By Andrew Snyder, Mississippi, USA: Of the states in the southeastern United States, Mississippi isn’t generally the first to come to mind as being a hotbed of biodiversity, and in comparison to the others, it isn’t. However, the Magnolia State does harbor a substantial variety of species, especially ones small enough to fit on a sheet of acrylic or in a light box.
I first arrived in Oxford, Mississippi in 2011, when I started graduate school at the University of Mississippi in the northern section of the state. When not conducting research in Guyana (where most of my Meet Your Neighbours images have been captured), I have made an effort to get out and explore the new territories and habitats around here, and have subsequently been capturing images for MYN since joining in 2013.
Mississippi boasts many different habitats, from forests, to swamps, to coastal estuaries. However, all of the images that accompany this post were made within an hour’s drive outside of Oxford in north-central Mississippi. In fact, I have three favorite locations (so far) for capturing MYN images in this state.
Within a fifteen minute drive outside of Oxford is a wildlife refuge that supports hardwood forest, swamps, creeks, and a sizeable lake. This location is chock full of cottonmouths and other snakes, tree frogs, and a variety of fish. While taking part in a herpetology course that was offered at the University, I spent a lot of time here and also made some subsequent images during later trips.

--- MATERIAL SHOWN ---
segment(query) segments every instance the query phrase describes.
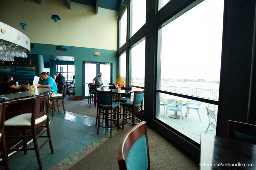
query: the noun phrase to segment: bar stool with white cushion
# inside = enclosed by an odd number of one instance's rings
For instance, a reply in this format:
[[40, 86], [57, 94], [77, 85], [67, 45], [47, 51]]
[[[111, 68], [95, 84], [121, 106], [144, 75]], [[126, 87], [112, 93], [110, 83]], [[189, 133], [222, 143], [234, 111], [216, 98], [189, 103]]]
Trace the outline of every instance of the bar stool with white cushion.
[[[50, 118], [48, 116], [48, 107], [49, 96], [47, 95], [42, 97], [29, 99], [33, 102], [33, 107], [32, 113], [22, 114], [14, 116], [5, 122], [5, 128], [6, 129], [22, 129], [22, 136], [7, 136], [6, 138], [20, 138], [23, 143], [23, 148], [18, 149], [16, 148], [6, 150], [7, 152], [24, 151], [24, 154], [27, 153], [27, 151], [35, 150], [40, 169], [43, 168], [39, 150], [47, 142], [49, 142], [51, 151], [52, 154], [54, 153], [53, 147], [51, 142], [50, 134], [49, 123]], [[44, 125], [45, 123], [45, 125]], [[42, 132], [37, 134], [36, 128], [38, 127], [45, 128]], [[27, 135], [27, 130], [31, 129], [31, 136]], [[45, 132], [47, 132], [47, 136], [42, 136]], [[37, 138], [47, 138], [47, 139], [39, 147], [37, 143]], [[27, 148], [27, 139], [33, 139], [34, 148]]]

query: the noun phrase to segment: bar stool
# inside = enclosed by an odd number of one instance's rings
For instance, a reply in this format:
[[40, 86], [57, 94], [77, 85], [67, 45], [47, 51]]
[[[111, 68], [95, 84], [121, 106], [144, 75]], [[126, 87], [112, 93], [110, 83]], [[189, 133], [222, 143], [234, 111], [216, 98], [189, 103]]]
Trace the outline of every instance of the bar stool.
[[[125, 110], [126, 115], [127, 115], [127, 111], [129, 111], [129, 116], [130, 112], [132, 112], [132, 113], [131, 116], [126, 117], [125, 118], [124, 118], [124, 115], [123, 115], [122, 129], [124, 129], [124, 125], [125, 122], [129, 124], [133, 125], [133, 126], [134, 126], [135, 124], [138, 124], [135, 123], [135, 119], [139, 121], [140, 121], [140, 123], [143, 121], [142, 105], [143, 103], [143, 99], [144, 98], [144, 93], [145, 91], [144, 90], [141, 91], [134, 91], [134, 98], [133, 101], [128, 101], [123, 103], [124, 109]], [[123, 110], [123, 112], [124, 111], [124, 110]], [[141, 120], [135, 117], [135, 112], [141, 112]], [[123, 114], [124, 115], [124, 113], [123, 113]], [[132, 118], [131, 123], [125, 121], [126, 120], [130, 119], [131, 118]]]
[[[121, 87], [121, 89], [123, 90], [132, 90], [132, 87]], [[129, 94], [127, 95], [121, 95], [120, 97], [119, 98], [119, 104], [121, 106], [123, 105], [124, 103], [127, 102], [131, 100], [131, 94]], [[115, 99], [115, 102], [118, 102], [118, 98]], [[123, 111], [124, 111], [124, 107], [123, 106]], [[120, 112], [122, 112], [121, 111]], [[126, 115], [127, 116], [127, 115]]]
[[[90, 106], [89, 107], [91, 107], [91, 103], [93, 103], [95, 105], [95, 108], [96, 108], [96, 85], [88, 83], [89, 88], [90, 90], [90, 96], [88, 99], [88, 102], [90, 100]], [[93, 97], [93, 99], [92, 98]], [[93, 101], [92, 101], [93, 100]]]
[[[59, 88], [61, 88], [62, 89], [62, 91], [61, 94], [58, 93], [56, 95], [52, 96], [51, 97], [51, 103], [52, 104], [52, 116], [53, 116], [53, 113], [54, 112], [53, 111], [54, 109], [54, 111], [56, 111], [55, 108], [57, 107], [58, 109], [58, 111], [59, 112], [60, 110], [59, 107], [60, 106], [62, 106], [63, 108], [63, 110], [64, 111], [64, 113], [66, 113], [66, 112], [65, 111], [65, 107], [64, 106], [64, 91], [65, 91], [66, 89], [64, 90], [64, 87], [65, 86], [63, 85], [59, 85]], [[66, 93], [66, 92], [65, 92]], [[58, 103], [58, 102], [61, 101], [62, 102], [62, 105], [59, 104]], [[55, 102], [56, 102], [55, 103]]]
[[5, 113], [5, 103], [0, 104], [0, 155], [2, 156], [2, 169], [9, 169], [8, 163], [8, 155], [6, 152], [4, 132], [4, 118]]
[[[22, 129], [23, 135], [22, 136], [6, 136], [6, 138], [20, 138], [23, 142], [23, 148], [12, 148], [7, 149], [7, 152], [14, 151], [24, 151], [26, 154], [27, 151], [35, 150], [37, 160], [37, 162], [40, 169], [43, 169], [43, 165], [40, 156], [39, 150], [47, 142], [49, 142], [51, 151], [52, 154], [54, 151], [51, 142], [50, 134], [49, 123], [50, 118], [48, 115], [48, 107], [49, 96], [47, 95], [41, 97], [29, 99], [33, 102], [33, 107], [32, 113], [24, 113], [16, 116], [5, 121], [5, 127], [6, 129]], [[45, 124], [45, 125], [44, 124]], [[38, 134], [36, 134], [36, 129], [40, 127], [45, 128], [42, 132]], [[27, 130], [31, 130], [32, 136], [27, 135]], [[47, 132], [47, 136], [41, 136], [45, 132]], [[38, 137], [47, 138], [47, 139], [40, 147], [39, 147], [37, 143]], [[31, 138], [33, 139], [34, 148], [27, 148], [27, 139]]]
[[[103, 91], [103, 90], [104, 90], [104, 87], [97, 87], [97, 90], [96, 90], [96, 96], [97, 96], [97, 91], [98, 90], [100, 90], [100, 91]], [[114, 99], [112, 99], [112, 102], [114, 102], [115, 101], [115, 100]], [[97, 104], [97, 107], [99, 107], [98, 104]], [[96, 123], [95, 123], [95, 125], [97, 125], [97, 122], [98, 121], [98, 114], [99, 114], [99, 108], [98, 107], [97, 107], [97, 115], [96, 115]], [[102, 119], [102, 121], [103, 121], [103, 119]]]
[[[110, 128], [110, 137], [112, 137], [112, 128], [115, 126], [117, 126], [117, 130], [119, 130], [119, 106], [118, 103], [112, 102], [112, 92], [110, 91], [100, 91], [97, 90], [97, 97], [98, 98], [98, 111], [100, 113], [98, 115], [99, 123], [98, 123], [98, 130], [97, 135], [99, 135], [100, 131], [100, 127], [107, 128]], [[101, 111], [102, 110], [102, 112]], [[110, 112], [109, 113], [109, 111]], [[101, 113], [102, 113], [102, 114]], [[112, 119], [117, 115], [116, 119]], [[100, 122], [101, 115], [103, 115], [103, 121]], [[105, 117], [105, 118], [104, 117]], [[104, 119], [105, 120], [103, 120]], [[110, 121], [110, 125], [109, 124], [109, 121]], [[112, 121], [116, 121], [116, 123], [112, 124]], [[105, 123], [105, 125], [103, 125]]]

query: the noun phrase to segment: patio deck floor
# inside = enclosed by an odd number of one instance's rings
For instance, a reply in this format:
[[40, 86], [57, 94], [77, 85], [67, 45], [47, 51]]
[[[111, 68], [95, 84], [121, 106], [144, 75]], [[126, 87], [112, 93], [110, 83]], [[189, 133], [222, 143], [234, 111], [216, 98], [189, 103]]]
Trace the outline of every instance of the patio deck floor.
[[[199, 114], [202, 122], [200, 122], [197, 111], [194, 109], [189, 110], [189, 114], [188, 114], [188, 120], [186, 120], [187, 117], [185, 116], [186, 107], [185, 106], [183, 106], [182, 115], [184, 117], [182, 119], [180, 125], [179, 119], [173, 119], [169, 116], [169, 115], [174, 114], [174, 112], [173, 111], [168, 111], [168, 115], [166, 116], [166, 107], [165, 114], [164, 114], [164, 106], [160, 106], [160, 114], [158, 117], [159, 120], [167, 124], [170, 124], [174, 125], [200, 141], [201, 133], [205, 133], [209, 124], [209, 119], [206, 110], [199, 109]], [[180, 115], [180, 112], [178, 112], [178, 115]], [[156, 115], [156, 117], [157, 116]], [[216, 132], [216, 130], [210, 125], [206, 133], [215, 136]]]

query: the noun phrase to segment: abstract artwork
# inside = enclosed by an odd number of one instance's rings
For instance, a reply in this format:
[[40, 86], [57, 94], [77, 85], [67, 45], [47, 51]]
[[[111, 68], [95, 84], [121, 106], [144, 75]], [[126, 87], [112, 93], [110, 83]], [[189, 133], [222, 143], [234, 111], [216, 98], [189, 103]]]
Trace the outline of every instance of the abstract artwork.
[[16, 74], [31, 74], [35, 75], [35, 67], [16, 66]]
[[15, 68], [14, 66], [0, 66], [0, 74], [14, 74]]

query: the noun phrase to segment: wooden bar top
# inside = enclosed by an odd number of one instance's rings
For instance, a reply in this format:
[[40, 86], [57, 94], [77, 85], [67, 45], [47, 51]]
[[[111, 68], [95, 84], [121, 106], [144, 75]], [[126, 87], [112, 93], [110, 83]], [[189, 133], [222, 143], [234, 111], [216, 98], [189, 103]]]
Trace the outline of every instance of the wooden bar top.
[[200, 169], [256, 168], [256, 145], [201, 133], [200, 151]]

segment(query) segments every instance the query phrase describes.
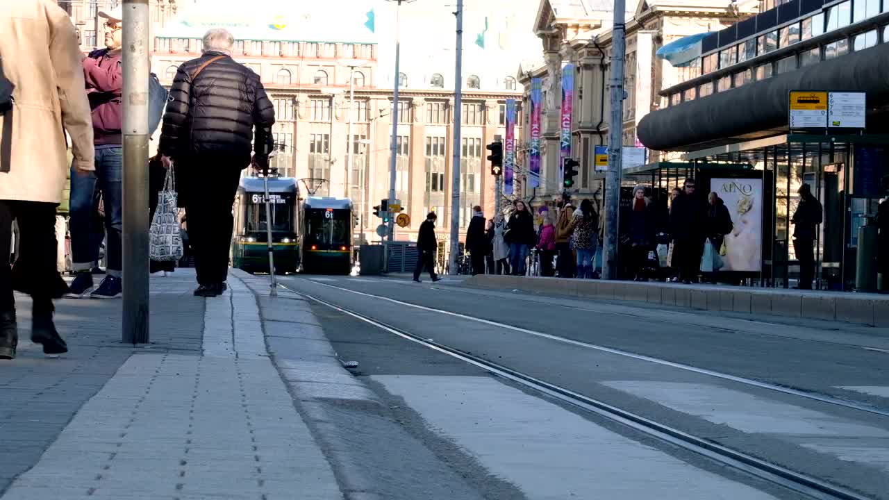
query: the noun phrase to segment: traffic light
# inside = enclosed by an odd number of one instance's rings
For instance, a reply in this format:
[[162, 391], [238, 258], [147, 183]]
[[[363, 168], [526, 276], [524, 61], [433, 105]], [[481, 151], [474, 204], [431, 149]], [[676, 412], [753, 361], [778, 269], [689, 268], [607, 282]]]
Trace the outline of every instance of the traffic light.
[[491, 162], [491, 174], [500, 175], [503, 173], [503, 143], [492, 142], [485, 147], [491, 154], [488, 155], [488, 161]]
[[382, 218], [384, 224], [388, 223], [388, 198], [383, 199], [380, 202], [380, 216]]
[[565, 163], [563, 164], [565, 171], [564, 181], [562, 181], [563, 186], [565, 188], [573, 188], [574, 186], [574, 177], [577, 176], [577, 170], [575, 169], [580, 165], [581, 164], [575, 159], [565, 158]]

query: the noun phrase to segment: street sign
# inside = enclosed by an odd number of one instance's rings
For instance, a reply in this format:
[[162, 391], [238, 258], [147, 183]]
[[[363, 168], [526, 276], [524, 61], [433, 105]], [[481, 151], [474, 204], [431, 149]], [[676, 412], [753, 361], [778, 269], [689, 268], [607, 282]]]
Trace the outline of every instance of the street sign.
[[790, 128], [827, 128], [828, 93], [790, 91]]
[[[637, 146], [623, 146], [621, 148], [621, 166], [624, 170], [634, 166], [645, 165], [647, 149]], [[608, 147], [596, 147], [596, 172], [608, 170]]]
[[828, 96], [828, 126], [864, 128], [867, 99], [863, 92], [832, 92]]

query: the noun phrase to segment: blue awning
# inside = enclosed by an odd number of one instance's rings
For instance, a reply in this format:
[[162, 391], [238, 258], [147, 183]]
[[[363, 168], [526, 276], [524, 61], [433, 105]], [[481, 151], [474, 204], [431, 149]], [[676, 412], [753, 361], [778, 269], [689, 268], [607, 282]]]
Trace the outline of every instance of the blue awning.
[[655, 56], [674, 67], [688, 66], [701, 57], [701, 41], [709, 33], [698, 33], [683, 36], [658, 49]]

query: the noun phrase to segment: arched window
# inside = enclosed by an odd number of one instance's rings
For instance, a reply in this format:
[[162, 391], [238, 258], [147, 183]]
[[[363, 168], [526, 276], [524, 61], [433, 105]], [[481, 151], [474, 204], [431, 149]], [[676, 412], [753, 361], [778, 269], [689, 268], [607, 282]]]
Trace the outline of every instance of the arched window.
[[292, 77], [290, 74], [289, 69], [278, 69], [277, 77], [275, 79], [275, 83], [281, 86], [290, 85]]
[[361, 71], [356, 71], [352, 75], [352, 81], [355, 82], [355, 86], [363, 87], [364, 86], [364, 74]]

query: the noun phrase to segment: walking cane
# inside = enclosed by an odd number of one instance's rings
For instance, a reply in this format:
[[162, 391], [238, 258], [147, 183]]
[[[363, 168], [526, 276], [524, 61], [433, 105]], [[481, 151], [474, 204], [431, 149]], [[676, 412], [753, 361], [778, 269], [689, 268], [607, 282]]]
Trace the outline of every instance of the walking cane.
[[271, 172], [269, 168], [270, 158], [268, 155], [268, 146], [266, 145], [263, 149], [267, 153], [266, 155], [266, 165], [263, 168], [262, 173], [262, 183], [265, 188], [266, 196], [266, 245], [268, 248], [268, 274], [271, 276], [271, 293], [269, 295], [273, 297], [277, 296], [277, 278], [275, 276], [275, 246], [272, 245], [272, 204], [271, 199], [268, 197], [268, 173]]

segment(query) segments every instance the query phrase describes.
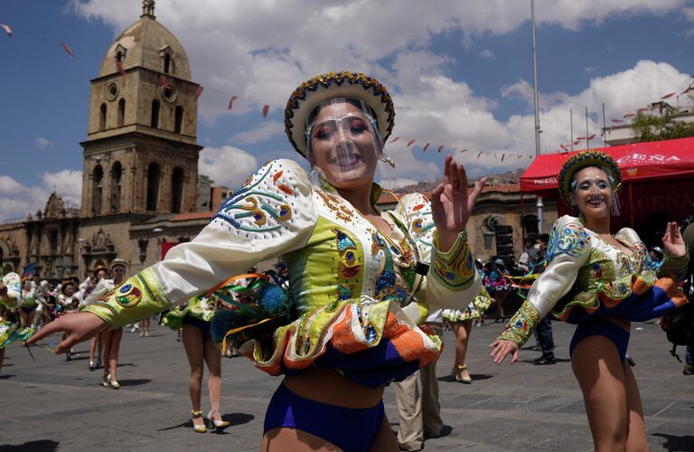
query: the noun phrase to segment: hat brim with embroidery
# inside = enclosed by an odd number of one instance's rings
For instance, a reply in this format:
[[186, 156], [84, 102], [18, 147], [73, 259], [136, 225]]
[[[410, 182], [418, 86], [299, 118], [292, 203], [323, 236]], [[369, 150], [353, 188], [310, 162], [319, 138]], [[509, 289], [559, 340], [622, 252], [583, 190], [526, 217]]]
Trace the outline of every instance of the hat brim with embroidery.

--- TASK SET ---
(1) Reproduce the passage of the Mississippi post starting at "I first arrived" and ending at "in this state.".
(2) According to the Mississippi post, what led the author to spend a great deal of time at the wildlife refuge near Oxford? Answer in one to three sentences.
(3) Continue the Mississippi post from the point at which it stops.

--- RESULTS OF THE TASKS ---
(1)
I first arrived in Oxford, Mississippi in 2011, when I started graduate school at the University of Mississippi in the northern section of the state. When not conducting research in Guyana (where most of my Meet Your Neighbours images have been captured), I have made an effort to get out and explore the new territories and habitats around here, and have subsequently been capturing images for MYN since joining in 2013.
Mississippi boasts many different habitats, from forests, to swamps, to coastal estuaries. However, all of the images that accompany this post were made within an hour’s drive outside of Oxford in north-central Mississippi. In fact, I have three favorite locations (so far) for capturing MYN images in this state.

(2) The author spent a great deal of time at the refuge while taking part in a herpetology course offered at the University of Mississippi. The author later returned on subsequent trips and made further images there.

(3)
Tishomingo State Park in northeast Mississippi is a special place. This park contains arguably the most topographical complexity within the whole state and is home to a variety of salamanders that aren’t found anywhere else in the state. Fellow MYN photographer J.P. Lawrence and spent a few days one weekend this spring on a bit of a blitz here, knocking of some of the states Endangered species, and then some.
My third favorite location, and one that should relate to many of our photographers, is my own backyard. It should also be noted that I have only a few bushes out front and zero trees, but despite a dearth of quality habitat, I (or sometimes the dog) still routinely find new species to photograph. From mantids to beetles to moles, the point is, there are always cool creatures to be found as long as you start to look!
As a parting note to this short post, and as an eventual parting “gift” of our legacy at Ole Miss, J.P. Lawrence and I donated a variety of our MYN images to be used on a fancy new Biology Department tent. Hopefully these images, seen by the thousands of students and alums that flock to Oxford for every football tailgate, inspire the future generations of Ole Miss students to study biology here.